→ Selected extract:
________________________

They are children's books + Marketing
feetmadeofclay
feetmadeofclay at yahoo.ca
Tue Sep 30 17:57:25 UTC 2003
No: HPFGUIDX 81948
--- In HPforGrownups at yahoogroups.com, "Penny Linsenmayer"
<pennylin at s...>
I daresay that books
like "Oliver Twist," and "To Kill a Mockingbird" might be marketed to
children if they were published today, but that doesn't transform
*them* into children's literature either.
I doubt it. To Kill a Mocking Bird is a very sophisticated treatment.
But I believe Anne of Green Gables would have been. Today she would
have been packaged as a children's heroine. She kind of is. But like
HP she may have found a wider audience. Though I will qualify this
with the need to say that I think Anne of Green Gables (the novel) is
far superior to any of the HP novels. Then it is superior to many
books.
The prose in Oliver Twist novels is quite advanced. Several people I
know read Dickens as young children, but I don't think they fully
understood the books. Because of its difficulty, Dickens may have
found such stories difficult to sell, but I doubt when he found a
publisher they would have marketed his books to children.

________________________

→ Raw data:
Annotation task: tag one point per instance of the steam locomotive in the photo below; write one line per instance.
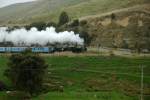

________________________

→ Instructions for the task:
Please copy the post about children's books word for word, everything from "But I believe" down to "books to children.". The listing has no role in this work.

→ Response to the exercise:
But I believe Anne of Green Gables would have been. Today she would
have been packaged as a children's heroine. She kind of is. But like
HP she may have found a wider audience. Though I will qualify this
with the need to say that I think Anne of Green Gables (the novel) is
far superior to any of the HP novels. Then it is superior to many
books.
The prose in Oliver Twist novels is quite advanced. Several people I
know read Dickens as young children, but I don't think they fully
understood the books. Because of its difficulty, Dickens may have
found such stories difficult to sell, but I doubt when he found a
publisher they would have marketed his books to children.